* start Task inputs *

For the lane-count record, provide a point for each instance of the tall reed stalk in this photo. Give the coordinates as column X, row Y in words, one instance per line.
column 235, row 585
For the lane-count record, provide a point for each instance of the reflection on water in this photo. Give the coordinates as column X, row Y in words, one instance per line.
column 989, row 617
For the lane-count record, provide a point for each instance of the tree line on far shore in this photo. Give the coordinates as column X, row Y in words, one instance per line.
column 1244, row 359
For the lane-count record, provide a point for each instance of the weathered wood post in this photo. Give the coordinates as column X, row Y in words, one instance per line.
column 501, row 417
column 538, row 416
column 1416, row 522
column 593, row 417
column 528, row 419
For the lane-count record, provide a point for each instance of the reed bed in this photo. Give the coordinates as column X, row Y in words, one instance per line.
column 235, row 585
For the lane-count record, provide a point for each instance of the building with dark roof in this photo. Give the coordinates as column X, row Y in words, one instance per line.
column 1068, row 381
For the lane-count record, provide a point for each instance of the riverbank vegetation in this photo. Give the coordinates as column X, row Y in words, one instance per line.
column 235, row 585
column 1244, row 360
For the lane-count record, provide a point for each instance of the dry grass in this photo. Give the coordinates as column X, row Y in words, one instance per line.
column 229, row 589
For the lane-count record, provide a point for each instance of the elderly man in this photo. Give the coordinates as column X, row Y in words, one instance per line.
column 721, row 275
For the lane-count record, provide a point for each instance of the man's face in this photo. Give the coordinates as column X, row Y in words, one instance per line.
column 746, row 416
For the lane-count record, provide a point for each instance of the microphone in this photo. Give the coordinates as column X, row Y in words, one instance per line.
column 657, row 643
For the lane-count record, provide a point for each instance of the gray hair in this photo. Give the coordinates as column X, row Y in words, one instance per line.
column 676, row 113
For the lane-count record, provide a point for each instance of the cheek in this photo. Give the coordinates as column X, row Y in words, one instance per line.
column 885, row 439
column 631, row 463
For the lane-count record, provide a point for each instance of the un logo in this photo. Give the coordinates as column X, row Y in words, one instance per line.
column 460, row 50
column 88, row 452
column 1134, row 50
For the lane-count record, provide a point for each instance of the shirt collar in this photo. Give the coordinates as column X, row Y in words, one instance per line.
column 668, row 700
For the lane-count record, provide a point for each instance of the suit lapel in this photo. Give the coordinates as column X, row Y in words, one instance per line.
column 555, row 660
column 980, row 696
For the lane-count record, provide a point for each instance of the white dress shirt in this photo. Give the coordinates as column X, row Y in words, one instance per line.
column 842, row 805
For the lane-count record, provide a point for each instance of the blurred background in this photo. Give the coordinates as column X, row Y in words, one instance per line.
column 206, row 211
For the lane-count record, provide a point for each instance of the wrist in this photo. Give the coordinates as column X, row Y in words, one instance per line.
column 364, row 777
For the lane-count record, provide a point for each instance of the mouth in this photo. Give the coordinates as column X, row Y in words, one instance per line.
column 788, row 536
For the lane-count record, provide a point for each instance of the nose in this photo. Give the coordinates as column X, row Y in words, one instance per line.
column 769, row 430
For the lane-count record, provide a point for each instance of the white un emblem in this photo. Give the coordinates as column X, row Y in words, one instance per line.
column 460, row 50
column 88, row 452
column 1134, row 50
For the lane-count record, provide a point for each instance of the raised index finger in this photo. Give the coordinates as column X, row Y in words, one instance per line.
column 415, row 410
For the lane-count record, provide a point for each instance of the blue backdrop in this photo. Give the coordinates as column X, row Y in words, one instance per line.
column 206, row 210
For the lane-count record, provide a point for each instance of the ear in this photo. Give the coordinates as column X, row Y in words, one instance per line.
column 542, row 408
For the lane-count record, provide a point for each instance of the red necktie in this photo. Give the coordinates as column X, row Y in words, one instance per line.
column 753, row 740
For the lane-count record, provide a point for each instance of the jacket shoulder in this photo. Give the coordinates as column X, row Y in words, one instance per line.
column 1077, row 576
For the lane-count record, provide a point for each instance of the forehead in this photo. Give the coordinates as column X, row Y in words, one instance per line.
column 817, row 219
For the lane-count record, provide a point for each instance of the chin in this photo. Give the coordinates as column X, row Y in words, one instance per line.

* end Task inputs *

# Exercise aim
Write out the material verbatim, starting at the line that contains "the red necktie" and continuing through the final line of the material.

# Exercise result
For the lane-count record, provide a point for each instance of the red necktie in this photo. Give the coordinates as column X, row Y in words, one instance per line.
column 753, row 740
For the lane-count record, provide a point for each instance of the jacket shoulder in this photo. Give the coordinates as column X, row Y in words, one instance per line.
column 1077, row 576
For the lane-count record, provide a point for each instance of the forehead in this photo. Give the coordinates as column X, row Y in words, one instance per line.
column 817, row 219
For the lane-count record, provide a point for each instance of the chin in this photo. Give the coordinates as column X, row Y in words, one instance per line.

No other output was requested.